Point-per-instance localization data
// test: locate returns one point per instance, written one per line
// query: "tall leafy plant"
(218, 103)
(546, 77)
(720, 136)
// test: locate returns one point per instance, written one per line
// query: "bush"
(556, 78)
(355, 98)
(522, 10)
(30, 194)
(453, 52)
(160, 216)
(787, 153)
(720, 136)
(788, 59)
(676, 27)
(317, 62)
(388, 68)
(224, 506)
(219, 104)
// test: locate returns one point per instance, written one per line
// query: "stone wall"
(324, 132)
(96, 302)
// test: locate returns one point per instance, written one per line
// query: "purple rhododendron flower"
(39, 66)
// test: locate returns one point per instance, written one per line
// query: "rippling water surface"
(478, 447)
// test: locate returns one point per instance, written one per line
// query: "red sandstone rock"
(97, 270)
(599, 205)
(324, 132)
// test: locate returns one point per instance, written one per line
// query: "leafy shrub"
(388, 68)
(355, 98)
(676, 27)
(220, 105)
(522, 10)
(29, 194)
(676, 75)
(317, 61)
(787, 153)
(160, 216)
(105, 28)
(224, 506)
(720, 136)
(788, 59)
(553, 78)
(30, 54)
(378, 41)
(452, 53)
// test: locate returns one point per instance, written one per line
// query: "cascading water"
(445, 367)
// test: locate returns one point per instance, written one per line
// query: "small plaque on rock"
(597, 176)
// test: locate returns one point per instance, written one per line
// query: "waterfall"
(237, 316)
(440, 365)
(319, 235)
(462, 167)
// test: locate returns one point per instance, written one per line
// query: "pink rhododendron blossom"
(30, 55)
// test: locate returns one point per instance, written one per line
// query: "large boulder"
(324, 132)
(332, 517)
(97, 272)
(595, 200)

# [Task brief]
Every entry must be duplicated exactly as it was written.

# [Task output]
// test: locate returns one point per instance, written one per line
// query: "tall leafy plant"
(218, 103)
(546, 77)
(720, 136)
// test: locate returns one point per instance, written one per line
// query: "bush"
(556, 78)
(355, 98)
(522, 10)
(30, 194)
(453, 52)
(160, 216)
(787, 153)
(720, 136)
(788, 59)
(676, 27)
(317, 62)
(388, 68)
(224, 506)
(219, 104)
// test: locate returns one point per instance, written one per line
// query: "stone wall"
(324, 132)
(96, 302)
// test: locate returns one point per instance, written one per line
// query: "purple rhododendron flower"
(39, 66)
// test: locate returns one point per instance, written one per line
// query: "rippling water surface"
(478, 447)
// test: locate returns one point per instance, written one per line
// query: "red sandstone rock"
(97, 270)
(599, 205)
(324, 132)
// test: locate returns one point per instance, written one per line
// query: "leafy shrub"
(388, 68)
(355, 98)
(676, 27)
(220, 105)
(522, 10)
(29, 194)
(676, 75)
(317, 61)
(787, 153)
(160, 216)
(105, 28)
(224, 506)
(720, 136)
(788, 59)
(553, 78)
(30, 54)
(378, 41)
(452, 53)
// test: locate returns one point per instance, written one per line
// query: "cascading water"
(445, 367)
// test: locate returns one point per instance, written one per line
// query: "small plaque on rock"
(597, 176)
// test: locate returns one point per instance, written one per line
// query: "waterfall"
(237, 316)
(440, 365)
(319, 235)
(462, 167)
// test: locate returns one point per instance, written one per line
// query: "pink rhododendron blossom"
(30, 55)
// test: locate returns one point per instance, written one per line
// query: "large boulder"
(324, 132)
(332, 517)
(97, 272)
(595, 200)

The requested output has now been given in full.